■ **Required work**
Starting with the first of the lines below and going on through the line with "top-left (469, 0), bottom-right (600, 40)", swap "dirt trail" for "gravel path" and give those lines again with everything else unchanged. Leave out the pictures.

+ + + + + + +

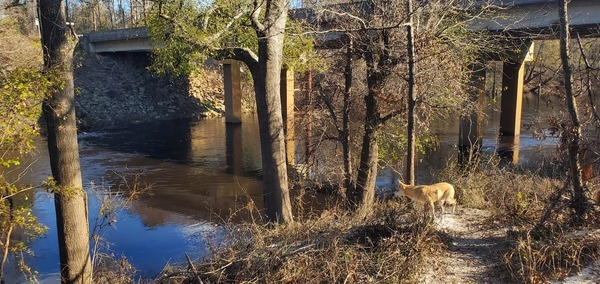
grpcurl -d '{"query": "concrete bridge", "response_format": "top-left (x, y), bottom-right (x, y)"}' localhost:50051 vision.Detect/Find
top-left (82, 0), bottom-right (600, 163)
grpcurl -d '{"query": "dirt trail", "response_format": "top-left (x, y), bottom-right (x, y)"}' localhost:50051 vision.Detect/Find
top-left (422, 208), bottom-right (510, 283)
top-left (421, 208), bottom-right (600, 284)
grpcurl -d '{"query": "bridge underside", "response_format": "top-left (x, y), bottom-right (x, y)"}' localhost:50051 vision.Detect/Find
top-left (469, 0), bottom-right (600, 40)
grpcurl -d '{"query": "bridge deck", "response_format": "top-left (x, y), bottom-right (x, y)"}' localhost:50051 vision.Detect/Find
top-left (83, 0), bottom-right (600, 52)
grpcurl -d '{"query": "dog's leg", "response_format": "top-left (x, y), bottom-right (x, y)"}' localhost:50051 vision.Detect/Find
top-left (427, 199), bottom-right (435, 221)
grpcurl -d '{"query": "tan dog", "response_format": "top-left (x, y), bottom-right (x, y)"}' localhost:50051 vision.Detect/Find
top-left (394, 181), bottom-right (456, 219)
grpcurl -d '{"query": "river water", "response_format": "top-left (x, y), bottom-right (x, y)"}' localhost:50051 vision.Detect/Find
top-left (4, 92), bottom-right (557, 283)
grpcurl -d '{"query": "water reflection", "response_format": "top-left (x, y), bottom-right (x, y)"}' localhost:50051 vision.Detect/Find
top-left (497, 136), bottom-right (520, 166)
top-left (8, 90), bottom-right (556, 277)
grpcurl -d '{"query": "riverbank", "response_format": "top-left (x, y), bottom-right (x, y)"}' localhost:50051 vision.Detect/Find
top-left (74, 52), bottom-right (246, 131)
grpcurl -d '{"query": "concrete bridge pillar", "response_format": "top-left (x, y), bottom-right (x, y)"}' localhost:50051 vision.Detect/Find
top-left (280, 69), bottom-right (296, 165)
top-left (458, 63), bottom-right (486, 163)
top-left (500, 41), bottom-right (533, 136)
top-left (223, 60), bottom-right (242, 123)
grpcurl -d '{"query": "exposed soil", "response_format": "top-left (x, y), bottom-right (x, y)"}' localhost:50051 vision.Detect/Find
top-left (423, 208), bottom-right (510, 283)
top-left (422, 208), bottom-right (600, 284)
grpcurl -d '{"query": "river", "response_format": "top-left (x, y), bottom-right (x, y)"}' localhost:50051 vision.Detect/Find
top-left (3, 92), bottom-right (557, 283)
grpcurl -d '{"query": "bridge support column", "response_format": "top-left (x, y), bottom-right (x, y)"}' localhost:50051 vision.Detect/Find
top-left (280, 69), bottom-right (296, 165)
top-left (500, 62), bottom-right (525, 136)
top-left (500, 41), bottom-right (533, 136)
top-left (458, 63), bottom-right (486, 164)
top-left (223, 60), bottom-right (242, 123)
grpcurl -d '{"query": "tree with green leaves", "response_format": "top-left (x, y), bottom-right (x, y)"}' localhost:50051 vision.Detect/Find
top-left (149, 0), bottom-right (310, 223)
top-left (39, 0), bottom-right (92, 283)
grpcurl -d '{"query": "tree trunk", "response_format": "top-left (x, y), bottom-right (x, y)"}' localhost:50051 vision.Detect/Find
top-left (558, 0), bottom-right (588, 225)
top-left (406, 0), bottom-right (416, 184)
top-left (341, 39), bottom-right (354, 195)
top-left (39, 0), bottom-right (92, 283)
top-left (254, 0), bottom-right (293, 223)
top-left (348, 50), bottom-right (383, 214)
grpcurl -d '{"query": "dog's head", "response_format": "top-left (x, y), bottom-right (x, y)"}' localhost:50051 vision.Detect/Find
top-left (394, 179), bottom-right (407, 198)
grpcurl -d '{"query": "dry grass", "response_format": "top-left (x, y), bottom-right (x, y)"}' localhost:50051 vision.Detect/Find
top-left (504, 227), bottom-right (600, 283)
top-left (157, 203), bottom-right (440, 283)
top-left (440, 163), bottom-right (564, 225)
top-left (442, 158), bottom-right (600, 283)
top-left (0, 18), bottom-right (43, 72)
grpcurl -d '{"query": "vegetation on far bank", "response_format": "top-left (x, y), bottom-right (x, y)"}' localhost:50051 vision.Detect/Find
top-left (0, 1), bottom-right (600, 283)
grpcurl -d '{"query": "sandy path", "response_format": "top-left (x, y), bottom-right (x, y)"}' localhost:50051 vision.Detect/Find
top-left (421, 208), bottom-right (600, 284)
top-left (423, 208), bottom-right (510, 283)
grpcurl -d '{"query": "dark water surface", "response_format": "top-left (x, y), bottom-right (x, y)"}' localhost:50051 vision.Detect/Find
top-left (7, 92), bottom-right (557, 283)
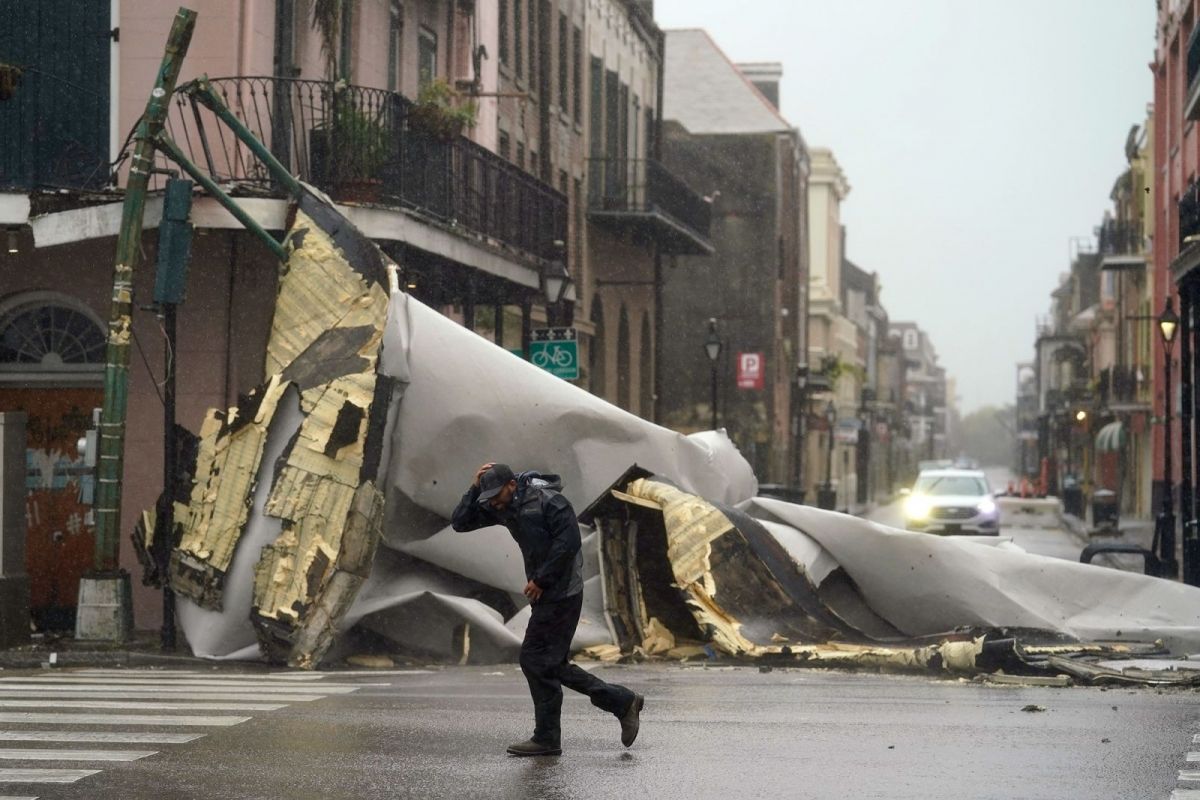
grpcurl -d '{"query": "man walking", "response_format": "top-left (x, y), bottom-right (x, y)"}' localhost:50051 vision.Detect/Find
top-left (451, 464), bottom-right (646, 756)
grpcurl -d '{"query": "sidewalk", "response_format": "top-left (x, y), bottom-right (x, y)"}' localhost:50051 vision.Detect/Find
top-left (1062, 513), bottom-right (1154, 572)
top-left (0, 631), bottom-right (211, 669)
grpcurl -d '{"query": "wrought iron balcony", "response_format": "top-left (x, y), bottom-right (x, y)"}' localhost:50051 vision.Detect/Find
top-left (1183, 25), bottom-right (1200, 120)
top-left (168, 77), bottom-right (568, 266)
top-left (1099, 219), bottom-right (1146, 270)
top-left (1180, 182), bottom-right (1200, 251)
top-left (588, 158), bottom-right (713, 255)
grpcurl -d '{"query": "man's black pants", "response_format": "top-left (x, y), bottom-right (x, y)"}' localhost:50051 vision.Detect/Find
top-left (521, 593), bottom-right (634, 747)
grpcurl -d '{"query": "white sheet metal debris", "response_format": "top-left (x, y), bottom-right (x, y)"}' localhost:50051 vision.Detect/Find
top-left (145, 184), bottom-right (1200, 682)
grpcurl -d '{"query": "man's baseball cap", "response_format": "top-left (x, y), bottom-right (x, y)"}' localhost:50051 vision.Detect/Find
top-left (479, 464), bottom-right (516, 503)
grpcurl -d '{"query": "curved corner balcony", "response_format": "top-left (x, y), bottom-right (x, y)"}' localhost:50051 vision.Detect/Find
top-left (167, 77), bottom-right (568, 268)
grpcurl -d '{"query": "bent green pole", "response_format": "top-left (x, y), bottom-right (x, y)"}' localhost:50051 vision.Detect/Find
top-left (95, 8), bottom-right (196, 573)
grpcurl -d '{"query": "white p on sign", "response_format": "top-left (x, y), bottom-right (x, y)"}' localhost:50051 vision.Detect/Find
top-left (738, 353), bottom-right (766, 389)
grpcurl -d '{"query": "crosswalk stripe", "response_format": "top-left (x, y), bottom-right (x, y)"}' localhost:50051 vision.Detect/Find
top-left (0, 697), bottom-right (287, 711)
top-left (0, 730), bottom-right (201, 743)
top-left (0, 681), bottom-right (333, 700)
top-left (0, 711), bottom-right (251, 727)
top-left (0, 675), bottom-right (367, 694)
top-left (0, 747), bottom-right (158, 762)
top-left (0, 769), bottom-right (100, 783)
top-left (0, 686), bottom-right (324, 703)
top-left (69, 669), bottom-right (326, 681)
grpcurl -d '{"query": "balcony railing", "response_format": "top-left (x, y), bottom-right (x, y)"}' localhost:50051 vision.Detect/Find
top-left (1097, 367), bottom-right (1148, 408)
top-left (168, 77), bottom-right (568, 266)
top-left (588, 158), bottom-right (713, 255)
top-left (1180, 182), bottom-right (1200, 251)
top-left (1099, 219), bottom-right (1144, 257)
top-left (1183, 25), bottom-right (1200, 120)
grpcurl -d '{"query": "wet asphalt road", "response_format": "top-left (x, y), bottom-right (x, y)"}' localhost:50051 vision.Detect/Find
top-left (30, 664), bottom-right (1200, 800)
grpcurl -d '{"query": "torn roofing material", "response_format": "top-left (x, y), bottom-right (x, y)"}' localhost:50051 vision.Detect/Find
top-left (159, 201), bottom-right (391, 667)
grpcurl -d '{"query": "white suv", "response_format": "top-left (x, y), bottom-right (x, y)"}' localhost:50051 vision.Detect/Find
top-left (904, 469), bottom-right (1000, 536)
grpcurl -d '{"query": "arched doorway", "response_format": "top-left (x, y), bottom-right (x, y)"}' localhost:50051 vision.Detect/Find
top-left (588, 294), bottom-right (607, 397)
top-left (0, 291), bottom-right (106, 631)
top-left (617, 305), bottom-right (632, 411)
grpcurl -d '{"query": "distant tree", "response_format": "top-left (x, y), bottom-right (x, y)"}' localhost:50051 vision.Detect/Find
top-left (959, 405), bottom-right (1016, 467)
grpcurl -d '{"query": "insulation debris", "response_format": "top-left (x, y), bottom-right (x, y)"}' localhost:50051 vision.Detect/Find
top-left (157, 204), bottom-right (391, 668)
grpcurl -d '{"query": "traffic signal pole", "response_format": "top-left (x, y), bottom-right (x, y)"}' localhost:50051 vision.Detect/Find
top-left (76, 8), bottom-right (196, 640)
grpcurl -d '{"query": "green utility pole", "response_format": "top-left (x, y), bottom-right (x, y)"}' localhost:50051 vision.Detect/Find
top-left (76, 8), bottom-right (196, 639)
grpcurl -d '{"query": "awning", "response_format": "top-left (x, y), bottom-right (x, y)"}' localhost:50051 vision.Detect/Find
top-left (1096, 421), bottom-right (1126, 452)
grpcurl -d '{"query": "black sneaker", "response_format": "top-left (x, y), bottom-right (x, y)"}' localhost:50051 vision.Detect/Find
top-left (509, 732), bottom-right (561, 756)
top-left (620, 694), bottom-right (646, 747)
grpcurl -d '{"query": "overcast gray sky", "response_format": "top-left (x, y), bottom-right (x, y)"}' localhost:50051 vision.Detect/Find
top-left (655, 0), bottom-right (1154, 413)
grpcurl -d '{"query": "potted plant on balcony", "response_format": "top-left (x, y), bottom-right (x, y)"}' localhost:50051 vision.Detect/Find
top-left (310, 88), bottom-right (392, 203)
top-left (408, 78), bottom-right (479, 142)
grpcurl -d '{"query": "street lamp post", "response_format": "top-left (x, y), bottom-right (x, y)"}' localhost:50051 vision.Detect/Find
top-left (796, 361), bottom-right (809, 503)
top-left (541, 250), bottom-right (571, 327)
top-left (817, 401), bottom-right (838, 511)
top-left (1154, 297), bottom-right (1180, 578)
top-left (704, 317), bottom-right (721, 431)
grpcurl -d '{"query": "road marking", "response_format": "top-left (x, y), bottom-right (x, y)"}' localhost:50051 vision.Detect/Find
top-left (0, 675), bottom-right (367, 694)
top-left (0, 697), bottom-right (288, 711)
top-left (0, 747), bottom-right (158, 762)
top-left (0, 686), bottom-right (325, 703)
top-left (0, 730), bottom-right (201, 743)
top-left (0, 769), bottom-right (100, 783)
top-left (0, 711), bottom-right (251, 727)
top-left (72, 669), bottom-right (325, 681)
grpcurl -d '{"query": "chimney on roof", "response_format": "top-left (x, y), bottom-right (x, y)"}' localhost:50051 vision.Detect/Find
top-left (737, 61), bottom-right (784, 112)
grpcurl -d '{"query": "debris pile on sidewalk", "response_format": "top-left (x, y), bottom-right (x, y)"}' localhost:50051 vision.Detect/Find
top-left (131, 183), bottom-right (1200, 684)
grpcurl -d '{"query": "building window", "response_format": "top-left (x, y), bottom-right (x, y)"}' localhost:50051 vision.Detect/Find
top-left (558, 14), bottom-right (571, 114)
top-left (571, 28), bottom-right (583, 125)
top-left (388, 2), bottom-right (404, 91)
top-left (416, 26), bottom-right (438, 88)
top-left (500, 0), bottom-right (509, 66)
top-left (512, 0), bottom-right (524, 78)
top-left (0, 301), bottom-right (108, 371)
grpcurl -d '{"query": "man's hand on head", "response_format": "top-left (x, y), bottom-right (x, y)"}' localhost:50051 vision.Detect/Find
top-left (475, 462), bottom-right (496, 489)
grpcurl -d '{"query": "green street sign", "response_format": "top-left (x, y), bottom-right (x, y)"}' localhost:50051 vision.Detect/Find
top-left (529, 327), bottom-right (580, 380)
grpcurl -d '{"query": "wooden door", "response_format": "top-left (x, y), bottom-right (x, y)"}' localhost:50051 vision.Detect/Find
top-left (0, 386), bottom-right (104, 631)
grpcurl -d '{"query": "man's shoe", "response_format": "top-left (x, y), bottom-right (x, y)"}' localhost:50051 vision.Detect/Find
top-left (620, 694), bottom-right (646, 747)
top-left (509, 730), bottom-right (561, 756)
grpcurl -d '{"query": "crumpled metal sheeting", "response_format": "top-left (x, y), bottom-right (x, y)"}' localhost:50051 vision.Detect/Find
top-left (379, 291), bottom-right (757, 527)
top-left (251, 482), bottom-right (383, 669)
top-left (162, 201), bottom-right (392, 667)
top-left (748, 498), bottom-right (1200, 652)
top-left (170, 377), bottom-right (288, 610)
top-left (607, 477), bottom-right (847, 656)
top-left (265, 210), bottom-right (388, 381)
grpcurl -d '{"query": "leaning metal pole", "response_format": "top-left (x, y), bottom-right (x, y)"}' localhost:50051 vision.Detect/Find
top-left (76, 8), bottom-right (196, 639)
top-left (1154, 321), bottom-right (1178, 578)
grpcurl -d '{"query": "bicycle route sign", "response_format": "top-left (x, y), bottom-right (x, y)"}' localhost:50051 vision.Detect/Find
top-left (529, 327), bottom-right (580, 380)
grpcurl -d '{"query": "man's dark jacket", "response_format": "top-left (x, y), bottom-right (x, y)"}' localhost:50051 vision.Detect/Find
top-left (450, 471), bottom-right (583, 603)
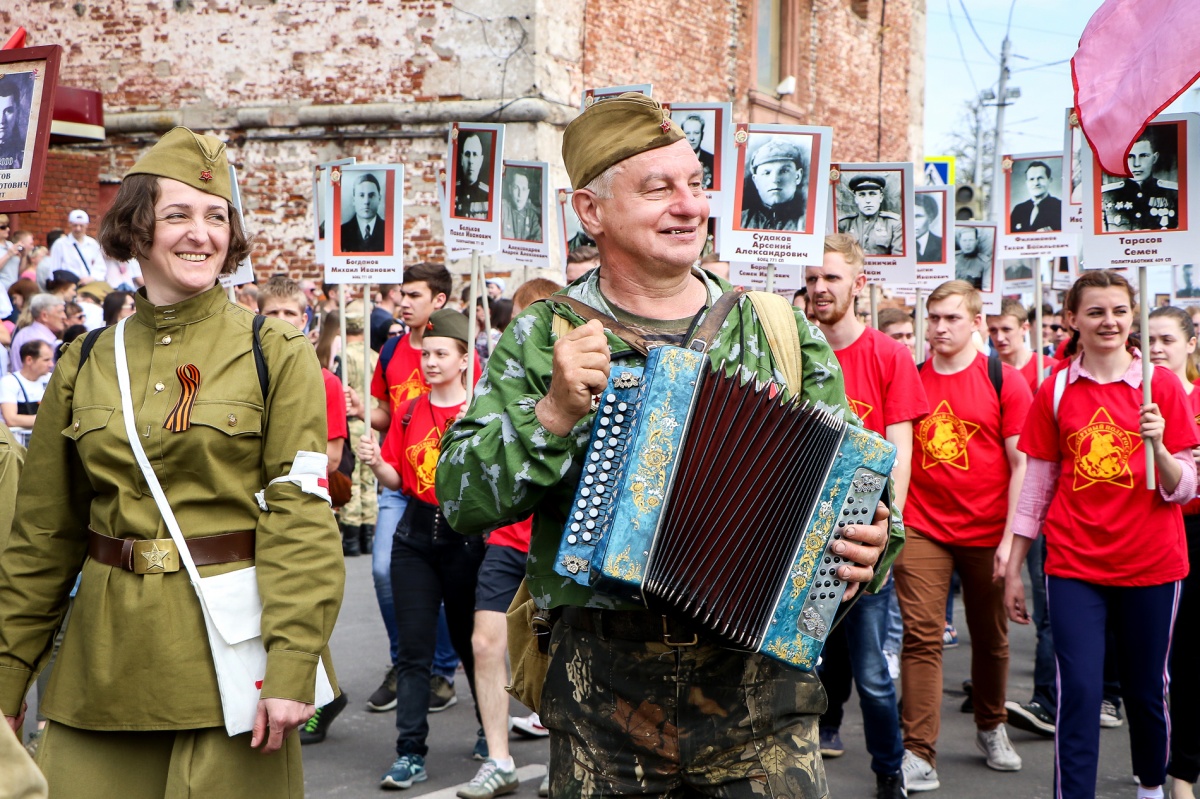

+ + + + + + +

■ **Worked solution**
grpcurl -d '{"query": "concrete bridge", "response_format": "top-left (x, y), bottom-right (x, y)"}' localhost:50051 vision.Detect/Find
top-left (82, 0), bottom-right (600, 163)
grpcurl -d '{"query": "gravel path", "response_format": "top-left (x, y), bottom-right (x, y)"}' localhost:50051 vision.Detect/Find
top-left (422, 208), bottom-right (510, 283)
top-left (421, 208), bottom-right (600, 284)
grpcurl -d '{"query": "bridge underside", "response_format": "top-left (x, y), bottom-right (x, y)"}' localhost:50051 vision.Detect/Find
top-left (469, 0), bottom-right (600, 40)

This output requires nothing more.